### AIM
Reproduce word for word the lines below, starting at the line that contains "person in white" and ending at the line that contains "113,212,182,269", with both of those lines included. Leave the pictures out of your copy.

### PROVIDED DATA
** Start **

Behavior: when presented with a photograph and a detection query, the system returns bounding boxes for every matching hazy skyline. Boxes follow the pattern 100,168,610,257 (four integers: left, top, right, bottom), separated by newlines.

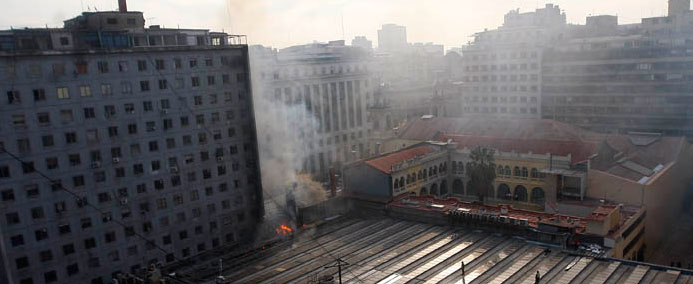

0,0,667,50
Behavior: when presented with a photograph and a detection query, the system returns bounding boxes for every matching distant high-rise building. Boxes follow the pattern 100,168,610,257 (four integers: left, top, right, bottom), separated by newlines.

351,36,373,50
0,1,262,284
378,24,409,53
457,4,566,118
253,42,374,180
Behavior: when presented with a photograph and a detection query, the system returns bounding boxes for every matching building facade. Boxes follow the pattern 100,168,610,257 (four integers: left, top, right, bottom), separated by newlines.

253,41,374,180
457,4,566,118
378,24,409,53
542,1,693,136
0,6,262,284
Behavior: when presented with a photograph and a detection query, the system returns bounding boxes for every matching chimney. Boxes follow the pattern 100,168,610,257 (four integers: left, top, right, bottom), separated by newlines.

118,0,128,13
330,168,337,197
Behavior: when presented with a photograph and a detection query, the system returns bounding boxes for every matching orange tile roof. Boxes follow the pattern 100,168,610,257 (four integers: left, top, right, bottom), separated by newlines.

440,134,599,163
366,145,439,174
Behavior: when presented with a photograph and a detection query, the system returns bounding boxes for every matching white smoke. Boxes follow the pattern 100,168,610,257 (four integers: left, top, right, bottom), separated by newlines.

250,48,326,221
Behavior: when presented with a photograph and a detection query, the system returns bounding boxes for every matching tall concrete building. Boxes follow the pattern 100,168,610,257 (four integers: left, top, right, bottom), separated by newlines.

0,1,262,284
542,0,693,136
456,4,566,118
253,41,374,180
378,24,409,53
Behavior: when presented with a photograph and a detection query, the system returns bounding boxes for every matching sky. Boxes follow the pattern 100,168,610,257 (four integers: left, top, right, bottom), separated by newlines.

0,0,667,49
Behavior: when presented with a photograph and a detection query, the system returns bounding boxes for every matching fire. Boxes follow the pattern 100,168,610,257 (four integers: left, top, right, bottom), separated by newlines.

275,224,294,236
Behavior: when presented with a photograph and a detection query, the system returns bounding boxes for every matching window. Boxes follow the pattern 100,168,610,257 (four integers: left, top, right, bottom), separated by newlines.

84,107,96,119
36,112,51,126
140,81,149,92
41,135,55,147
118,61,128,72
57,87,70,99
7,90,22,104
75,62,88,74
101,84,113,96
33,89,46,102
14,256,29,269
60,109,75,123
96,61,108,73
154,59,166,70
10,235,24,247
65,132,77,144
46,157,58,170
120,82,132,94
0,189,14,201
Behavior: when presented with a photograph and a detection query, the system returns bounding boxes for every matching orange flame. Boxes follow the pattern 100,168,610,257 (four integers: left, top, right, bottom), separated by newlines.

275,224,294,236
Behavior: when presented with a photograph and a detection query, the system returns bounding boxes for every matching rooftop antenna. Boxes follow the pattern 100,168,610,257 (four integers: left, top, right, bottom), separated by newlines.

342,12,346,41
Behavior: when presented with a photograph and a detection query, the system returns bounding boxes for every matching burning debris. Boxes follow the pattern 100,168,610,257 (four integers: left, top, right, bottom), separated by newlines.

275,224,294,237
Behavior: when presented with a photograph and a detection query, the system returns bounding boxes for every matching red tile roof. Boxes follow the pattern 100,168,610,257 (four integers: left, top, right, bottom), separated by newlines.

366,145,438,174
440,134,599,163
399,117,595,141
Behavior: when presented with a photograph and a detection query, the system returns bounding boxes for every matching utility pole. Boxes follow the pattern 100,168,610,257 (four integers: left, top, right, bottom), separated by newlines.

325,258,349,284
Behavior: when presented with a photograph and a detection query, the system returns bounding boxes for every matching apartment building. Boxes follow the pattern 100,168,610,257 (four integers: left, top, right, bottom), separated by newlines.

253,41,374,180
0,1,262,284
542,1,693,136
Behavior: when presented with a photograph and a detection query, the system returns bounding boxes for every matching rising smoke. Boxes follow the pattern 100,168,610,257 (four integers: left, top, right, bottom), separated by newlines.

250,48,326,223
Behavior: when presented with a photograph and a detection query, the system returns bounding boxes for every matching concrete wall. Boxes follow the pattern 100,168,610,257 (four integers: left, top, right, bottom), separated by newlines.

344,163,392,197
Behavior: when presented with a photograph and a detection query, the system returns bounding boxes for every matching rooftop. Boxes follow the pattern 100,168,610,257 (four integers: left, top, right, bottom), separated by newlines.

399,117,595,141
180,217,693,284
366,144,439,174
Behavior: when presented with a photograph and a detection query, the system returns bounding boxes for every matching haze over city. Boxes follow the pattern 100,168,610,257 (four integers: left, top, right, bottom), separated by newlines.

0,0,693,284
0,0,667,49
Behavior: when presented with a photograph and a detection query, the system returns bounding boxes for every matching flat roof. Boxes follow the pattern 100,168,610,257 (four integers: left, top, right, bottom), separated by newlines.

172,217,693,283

** End **
** Start **

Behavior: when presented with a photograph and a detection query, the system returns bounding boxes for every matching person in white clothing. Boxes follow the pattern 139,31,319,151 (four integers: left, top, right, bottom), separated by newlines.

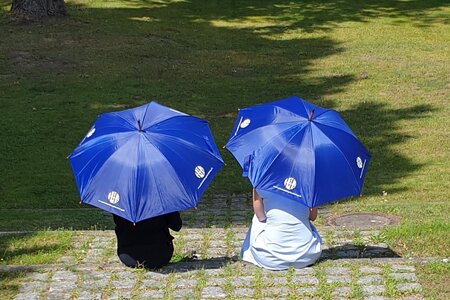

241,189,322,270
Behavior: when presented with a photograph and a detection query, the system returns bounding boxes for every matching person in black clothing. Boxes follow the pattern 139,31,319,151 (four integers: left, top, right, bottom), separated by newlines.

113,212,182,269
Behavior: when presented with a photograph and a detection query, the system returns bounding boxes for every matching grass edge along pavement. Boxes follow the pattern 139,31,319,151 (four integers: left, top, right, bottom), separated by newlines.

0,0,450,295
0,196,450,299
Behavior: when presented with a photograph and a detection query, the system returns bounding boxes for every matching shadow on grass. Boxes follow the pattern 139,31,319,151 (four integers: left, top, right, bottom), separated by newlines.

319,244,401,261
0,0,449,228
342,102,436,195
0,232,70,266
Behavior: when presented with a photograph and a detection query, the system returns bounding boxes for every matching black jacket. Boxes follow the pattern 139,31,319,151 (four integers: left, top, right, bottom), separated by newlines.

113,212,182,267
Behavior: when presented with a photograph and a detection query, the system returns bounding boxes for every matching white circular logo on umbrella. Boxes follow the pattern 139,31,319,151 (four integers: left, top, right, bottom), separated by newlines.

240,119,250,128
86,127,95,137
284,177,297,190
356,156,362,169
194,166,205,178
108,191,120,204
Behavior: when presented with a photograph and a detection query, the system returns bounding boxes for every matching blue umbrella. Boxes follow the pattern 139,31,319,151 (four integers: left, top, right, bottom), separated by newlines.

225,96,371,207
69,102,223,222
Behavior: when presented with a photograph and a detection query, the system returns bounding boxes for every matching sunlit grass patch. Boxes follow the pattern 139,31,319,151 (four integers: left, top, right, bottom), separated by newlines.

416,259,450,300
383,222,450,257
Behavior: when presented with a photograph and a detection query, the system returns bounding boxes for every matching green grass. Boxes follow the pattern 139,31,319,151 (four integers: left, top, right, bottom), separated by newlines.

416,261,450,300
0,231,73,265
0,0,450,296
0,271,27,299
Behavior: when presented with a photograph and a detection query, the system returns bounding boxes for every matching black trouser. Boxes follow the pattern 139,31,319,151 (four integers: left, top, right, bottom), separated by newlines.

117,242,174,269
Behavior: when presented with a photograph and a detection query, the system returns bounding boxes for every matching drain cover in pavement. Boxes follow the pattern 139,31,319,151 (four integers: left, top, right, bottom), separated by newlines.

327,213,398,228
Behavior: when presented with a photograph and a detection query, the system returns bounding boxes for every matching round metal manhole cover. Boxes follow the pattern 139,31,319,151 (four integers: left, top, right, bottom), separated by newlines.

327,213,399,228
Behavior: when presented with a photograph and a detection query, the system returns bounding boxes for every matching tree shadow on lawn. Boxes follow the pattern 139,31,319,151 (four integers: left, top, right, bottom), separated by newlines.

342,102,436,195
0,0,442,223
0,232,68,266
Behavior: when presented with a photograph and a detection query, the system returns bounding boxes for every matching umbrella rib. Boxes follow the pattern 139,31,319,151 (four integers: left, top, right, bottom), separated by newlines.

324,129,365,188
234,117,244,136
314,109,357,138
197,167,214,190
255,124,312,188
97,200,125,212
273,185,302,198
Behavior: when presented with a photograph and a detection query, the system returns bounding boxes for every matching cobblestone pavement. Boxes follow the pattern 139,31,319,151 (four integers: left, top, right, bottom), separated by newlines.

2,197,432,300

** End **
** Start **

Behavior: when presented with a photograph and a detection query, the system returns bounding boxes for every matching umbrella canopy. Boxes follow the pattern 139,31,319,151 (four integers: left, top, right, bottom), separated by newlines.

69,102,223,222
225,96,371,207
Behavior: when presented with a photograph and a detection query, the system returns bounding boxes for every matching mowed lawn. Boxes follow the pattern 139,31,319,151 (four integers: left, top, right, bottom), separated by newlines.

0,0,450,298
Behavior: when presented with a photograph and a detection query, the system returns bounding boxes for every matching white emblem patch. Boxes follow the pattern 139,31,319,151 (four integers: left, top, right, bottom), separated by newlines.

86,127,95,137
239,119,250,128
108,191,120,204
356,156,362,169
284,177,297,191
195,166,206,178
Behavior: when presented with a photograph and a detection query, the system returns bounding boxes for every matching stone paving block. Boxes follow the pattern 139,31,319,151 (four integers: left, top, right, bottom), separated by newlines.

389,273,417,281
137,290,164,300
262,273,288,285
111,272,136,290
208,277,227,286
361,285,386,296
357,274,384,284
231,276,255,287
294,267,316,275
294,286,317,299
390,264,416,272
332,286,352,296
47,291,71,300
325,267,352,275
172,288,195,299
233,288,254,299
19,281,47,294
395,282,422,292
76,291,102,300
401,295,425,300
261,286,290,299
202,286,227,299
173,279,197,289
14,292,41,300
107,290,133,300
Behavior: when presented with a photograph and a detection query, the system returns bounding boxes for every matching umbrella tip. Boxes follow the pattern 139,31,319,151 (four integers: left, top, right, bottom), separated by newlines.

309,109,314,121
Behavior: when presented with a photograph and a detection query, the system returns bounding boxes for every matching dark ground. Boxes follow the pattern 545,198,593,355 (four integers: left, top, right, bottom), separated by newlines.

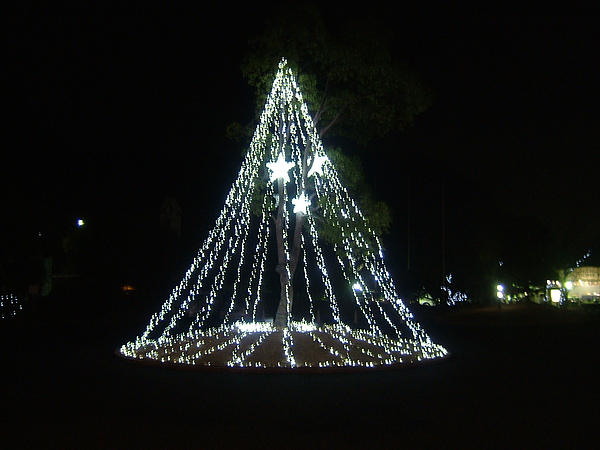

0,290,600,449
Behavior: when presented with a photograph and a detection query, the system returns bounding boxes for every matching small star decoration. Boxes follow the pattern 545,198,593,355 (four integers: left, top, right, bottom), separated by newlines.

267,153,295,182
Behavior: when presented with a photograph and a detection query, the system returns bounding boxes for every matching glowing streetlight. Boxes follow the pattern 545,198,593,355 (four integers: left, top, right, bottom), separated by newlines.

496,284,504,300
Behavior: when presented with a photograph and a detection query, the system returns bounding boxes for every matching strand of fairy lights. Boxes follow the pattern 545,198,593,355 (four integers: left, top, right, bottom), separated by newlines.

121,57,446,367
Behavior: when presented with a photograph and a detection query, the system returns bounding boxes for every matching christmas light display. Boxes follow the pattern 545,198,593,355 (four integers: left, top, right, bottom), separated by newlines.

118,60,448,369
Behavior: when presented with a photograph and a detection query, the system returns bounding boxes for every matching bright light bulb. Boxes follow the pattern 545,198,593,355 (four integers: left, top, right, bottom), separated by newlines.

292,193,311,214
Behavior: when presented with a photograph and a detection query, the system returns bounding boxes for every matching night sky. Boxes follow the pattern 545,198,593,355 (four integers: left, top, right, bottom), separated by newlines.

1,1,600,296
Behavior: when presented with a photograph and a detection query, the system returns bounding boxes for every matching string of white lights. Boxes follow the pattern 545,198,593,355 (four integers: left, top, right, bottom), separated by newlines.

** End **

### RESULT FOR THIS EXERCISE
Behavior: when presented with a photograph and a detection query, the system returns bounding boxes for every matching person in white clothing. Boxes follow the pattern 139,31,319,151 (four integers: left, top, right, bottom), separated by newlines.


241,189,322,270
Behavior: when presented with a photograph and a detection query, the system returns bounding boxes for every matching person in black clothing. Boxes follow the pattern 139,31,319,151 (four integers: left, top, right, bottom), separated by newlines.

113,212,182,269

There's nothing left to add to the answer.